━━━━━ Data for this exercise ━━━━━
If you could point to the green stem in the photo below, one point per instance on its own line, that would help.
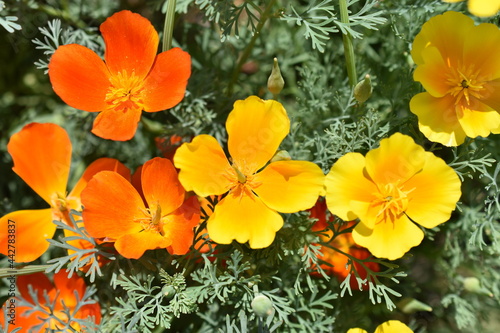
(168, 28)
(348, 47)
(246, 53)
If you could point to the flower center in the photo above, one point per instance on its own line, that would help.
(125, 92)
(465, 84)
(152, 221)
(391, 202)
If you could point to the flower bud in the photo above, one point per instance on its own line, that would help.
(281, 155)
(262, 306)
(411, 305)
(275, 83)
(363, 90)
(473, 285)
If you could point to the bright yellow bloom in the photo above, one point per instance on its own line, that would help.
(256, 191)
(391, 190)
(483, 8)
(391, 326)
(458, 65)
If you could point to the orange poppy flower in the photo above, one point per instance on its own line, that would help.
(42, 157)
(61, 295)
(131, 79)
(113, 208)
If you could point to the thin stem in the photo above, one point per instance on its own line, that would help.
(246, 53)
(168, 28)
(348, 47)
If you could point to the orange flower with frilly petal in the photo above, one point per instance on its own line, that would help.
(131, 79)
(256, 190)
(61, 295)
(113, 208)
(42, 157)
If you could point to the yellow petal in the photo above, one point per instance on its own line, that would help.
(434, 192)
(346, 182)
(397, 159)
(432, 73)
(42, 157)
(393, 326)
(203, 166)
(484, 8)
(32, 229)
(444, 32)
(388, 240)
(437, 119)
(479, 123)
(255, 130)
(290, 186)
(244, 219)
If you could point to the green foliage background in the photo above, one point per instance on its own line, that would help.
(232, 44)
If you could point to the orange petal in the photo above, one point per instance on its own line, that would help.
(116, 124)
(255, 130)
(290, 186)
(203, 166)
(347, 182)
(434, 192)
(397, 159)
(388, 240)
(134, 245)
(79, 77)
(179, 226)
(32, 229)
(244, 219)
(131, 43)
(111, 206)
(160, 185)
(98, 165)
(437, 119)
(165, 85)
(42, 157)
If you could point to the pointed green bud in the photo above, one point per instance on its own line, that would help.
(262, 306)
(473, 285)
(363, 90)
(281, 155)
(411, 305)
(275, 83)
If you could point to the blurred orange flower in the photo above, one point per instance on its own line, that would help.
(256, 190)
(61, 295)
(131, 79)
(42, 157)
(113, 208)
(458, 66)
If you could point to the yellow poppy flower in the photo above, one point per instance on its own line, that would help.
(391, 326)
(458, 66)
(256, 190)
(391, 190)
(483, 8)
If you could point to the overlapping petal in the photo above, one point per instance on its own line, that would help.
(434, 193)
(80, 77)
(255, 130)
(131, 43)
(160, 185)
(33, 228)
(389, 240)
(46, 168)
(347, 182)
(396, 160)
(204, 167)
(165, 85)
(244, 219)
(111, 206)
(289, 186)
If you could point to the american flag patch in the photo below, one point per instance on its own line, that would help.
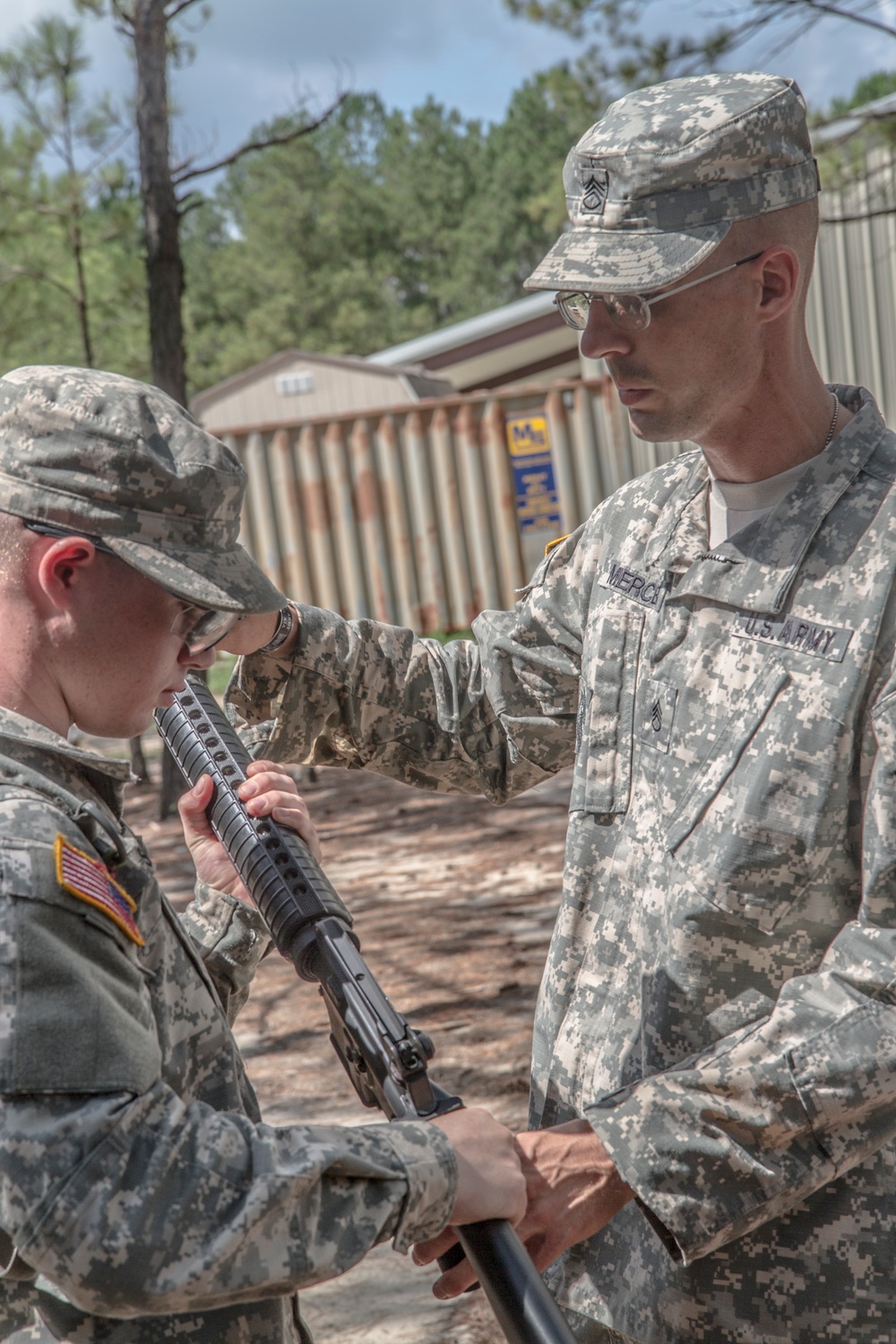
(90, 881)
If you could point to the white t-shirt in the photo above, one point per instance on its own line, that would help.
(734, 504)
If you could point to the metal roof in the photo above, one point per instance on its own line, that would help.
(462, 333)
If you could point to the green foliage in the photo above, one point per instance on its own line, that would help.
(69, 238)
(627, 53)
(379, 228)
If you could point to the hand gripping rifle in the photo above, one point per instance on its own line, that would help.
(382, 1054)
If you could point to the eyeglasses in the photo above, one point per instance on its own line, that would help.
(196, 626)
(630, 312)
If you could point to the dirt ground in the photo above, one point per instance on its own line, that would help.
(454, 902)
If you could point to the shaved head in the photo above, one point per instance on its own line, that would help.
(13, 548)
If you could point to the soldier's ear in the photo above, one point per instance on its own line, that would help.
(62, 566)
(780, 271)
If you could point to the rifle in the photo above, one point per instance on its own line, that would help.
(382, 1054)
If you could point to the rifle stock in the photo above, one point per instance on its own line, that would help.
(384, 1058)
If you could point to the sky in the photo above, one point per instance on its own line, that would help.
(255, 56)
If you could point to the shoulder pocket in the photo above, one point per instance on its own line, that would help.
(78, 1012)
(605, 726)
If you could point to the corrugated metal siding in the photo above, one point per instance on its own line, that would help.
(852, 300)
(408, 515)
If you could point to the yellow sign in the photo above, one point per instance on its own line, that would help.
(528, 435)
(536, 494)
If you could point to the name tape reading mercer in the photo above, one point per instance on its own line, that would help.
(638, 586)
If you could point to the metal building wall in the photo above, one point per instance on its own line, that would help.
(408, 515)
(852, 298)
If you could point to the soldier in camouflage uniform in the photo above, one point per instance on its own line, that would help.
(713, 1098)
(142, 1198)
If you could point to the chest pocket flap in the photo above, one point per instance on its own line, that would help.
(78, 1015)
(750, 832)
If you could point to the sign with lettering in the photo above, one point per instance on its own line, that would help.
(538, 504)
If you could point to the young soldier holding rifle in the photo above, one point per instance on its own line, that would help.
(142, 1198)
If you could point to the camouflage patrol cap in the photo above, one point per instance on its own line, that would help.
(656, 185)
(115, 459)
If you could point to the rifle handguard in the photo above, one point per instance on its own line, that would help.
(288, 886)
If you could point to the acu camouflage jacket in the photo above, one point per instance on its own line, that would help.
(720, 994)
(136, 1176)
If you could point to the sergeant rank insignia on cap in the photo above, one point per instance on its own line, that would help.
(90, 881)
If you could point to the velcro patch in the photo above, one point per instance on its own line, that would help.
(90, 881)
(790, 632)
(557, 540)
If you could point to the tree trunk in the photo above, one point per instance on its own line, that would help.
(161, 217)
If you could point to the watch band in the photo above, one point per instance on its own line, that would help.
(288, 620)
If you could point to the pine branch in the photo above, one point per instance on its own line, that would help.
(188, 174)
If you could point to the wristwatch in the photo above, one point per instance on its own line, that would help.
(287, 623)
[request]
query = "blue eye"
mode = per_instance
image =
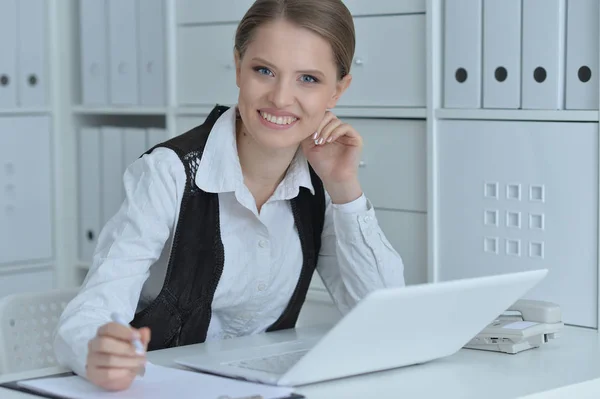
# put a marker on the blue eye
(308, 79)
(263, 71)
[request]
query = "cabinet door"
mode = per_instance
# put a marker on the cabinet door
(197, 12)
(25, 189)
(26, 281)
(516, 196)
(393, 164)
(205, 65)
(389, 64)
(362, 7)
━━━━━
In your copy, reproduce the data above exactly and skip every picture.

_Result_
If you could point to the green stem in the photo below, one point per instance on its own line, that would help.
(168, 28)
(348, 47)
(246, 53)
If you could point to the flower center in the photo above, one point per instance on its own line, that would help.
(125, 92)
(465, 84)
(152, 221)
(391, 202)
If you could point to the flower bud in the photo above, one point per instance on its own line, that would help.
(281, 155)
(262, 306)
(411, 305)
(275, 83)
(363, 90)
(473, 285)
If you could point to the bright yellow bloom in the photo above, one point per instance on its own line, that would help.
(256, 191)
(391, 190)
(483, 8)
(391, 326)
(458, 65)
If you could point to the orange poppy flower in the photo above, one point per instance on its own line, that would help.
(42, 157)
(61, 295)
(131, 79)
(113, 208)
If you could point to the thin stem in the photo above, one point per instance on its own line, that would help.
(246, 53)
(168, 28)
(348, 47)
If you could point to the orange flower with frilly petal in the photo above, one point per instance on its own line, that would help.
(131, 79)
(256, 190)
(61, 295)
(113, 208)
(42, 157)
If you could point to the yellow petal in the photo above, one point per instance on its own line, that would help.
(434, 192)
(346, 182)
(397, 159)
(432, 73)
(42, 157)
(393, 326)
(203, 166)
(484, 8)
(32, 229)
(444, 32)
(388, 240)
(437, 119)
(479, 123)
(255, 130)
(290, 186)
(244, 219)
If you could point to the green foliage background in the photo above, one point per instance on its own line, that would help.
(232, 44)
If you could point to the orange petal in the photo above, one point per instance on its own line, that would help.
(116, 124)
(255, 130)
(290, 186)
(203, 166)
(347, 182)
(434, 192)
(397, 159)
(388, 240)
(134, 245)
(79, 77)
(179, 226)
(32, 229)
(244, 219)
(131, 43)
(111, 206)
(160, 185)
(98, 165)
(437, 119)
(165, 85)
(42, 157)
If you could point to the pointed green bud in the photo above, one point per instance on its own line, that would help.
(262, 306)
(473, 285)
(363, 90)
(281, 155)
(411, 305)
(275, 83)
If you could point to the blurred orange flower in the photo above, one point per instance on its own line, that would help.
(256, 190)
(61, 295)
(131, 79)
(42, 157)
(113, 208)
(458, 66)
If you could point to the yellow poppy flower in the photo above, one point per instance on its own line, that would help.
(391, 326)
(458, 66)
(256, 190)
(391, 190)
(483, 8)
If you could point to the overlapping petal in the photo above, one point per instance on its own line, that would help.
(434, 193)
(80, 77)
(255, 130)
(131, 43)
(160, 185)
(33, 228)
(389, 240)
(46, 168)
(347, 182)
(396, 160)
(204, 167)
(165, 85)
(244, 219)
(111, 206)
(289, 186)
If you could point to the american flag patch in the photo below, one point per instance on its own line, that would help.
(90, 881)
If you could point to the white t-shirt in the photo above, one point per instance on its own line, that would help.
(734, 504)
If you could point to the metal roof in the photo above, one point per instance on its own line, that would help.
(462, 333)
If you could point to the green foliage in the photo above, one point per instance on its own line, that would help.
(69, 238)
(627, 53)
(379, 228)
If you could point to the hand gripping rifle in the photo above, one point per instance on its own line, that would help.
(382, 1054)
If you could point to the eyeglasses in the photo above, one point per instance on its own line, that would help.
(196, 626)
(630, 312)
If you could point to the dirt ground in the photo above, one point per instance on its own line, that would help.
(454, 902)
If you could point to the shaved head in the photo above, one point per instance on its own line, that would help.
(13, 548)
If you could point to the soldier's ear in the photo above, one point per instance on its own line, that would help.
(62, 566)
(780, 271)
If you could point to the rifle in the photo above, one point per instance on its own line, that would help.
(382, 1054)
If you could point to the rifle stock in the photo above, one point per instance on its own line, that would help.
(384, 1058)
If you could point to the sky in the photo above, one point per instance on its own line, that would help.
(255, 56)
If you could point to the shoulder pocket in the photo above, one point per instance on its own line, that would help.
(78, 1012)
(605, 726)
If you could point to the corrugated metal siding in the photo above, one point per instance on its own line, that would help.
(852, 300)
(408, 515)
If you could point to the yellow sign in the photo above, one point per instance on its own line, that would help.
(528, 435)
(536, 494)
If you could point to the name tape reading mercer in the photo above, one point per instance on its own line, that would help.
(638, 586)
If you could point to the metal building wall in the photo above, one point per instance on its own line, that would help.
(408, 515)
(852, 298)
If you could point to the soldier in camouflage uniform in the photo above, one point per instance on its own line, that would help.
(713, 1098)
(142, 1198)
If you could point to the chest pocket flap in the photo above, one point per instance on its own line, that would help.
(78, 1015)
(750, 832)
If you could point to the sign with lettering in the photo above, one point per instance on its own line, that would help.
(538, 504)
If you could point to the young soldier holding rifle in the photo above, one point per instance on its own line, that would help.
(142, 1198)
If you could point to the camouflage patrol cap in the photo above, one point per instance on its own line, that would help.
(656, 185)
(115, 459)
If you could point to the rifle handguard in the photo above, one point per instance on its own line, that would help.
(288, 886)
If you could point to the acu camouflage jacket in the photo above, one point per instance on its own line, that would help.
(720, 994)
(136, 1176)
If you could point to the sergeant rank insignia on cap in the photo above, one point per instance on its own line, that would help.
(90, 881)
If you could point to the velcro patch in the photo above, one point per instance on its own line, that would help.
(90, 881)
(790, 632)
(557, 540)
If you could point to the tree trunk in the photo above, one point per instance on its own line, that would help.
(161, 217)
If you could point to the watch band in the photo above, one point per instance on its own line, that would help.
(288, 620)
If you could point to the pine branch in the photo above, one point per instance on its own line, that would help.
(188, 174)
If you could point to the wristwatch in the photo above, one point per instance on its own line, that would help.
(287, 623)
[request]
query = "blue eye"
mode = per_instance
image =
# put a marker on the blue eye
(308, 79)
(263, 71)
[request]
query = "cabinet door"
mode = per_instance
# put a marker on the cabinet door
(197, 12)
(25, 189)
(26, 281)
(516, 196)
(393, 164)
(205, 65)
(389, 64)
(362, 7)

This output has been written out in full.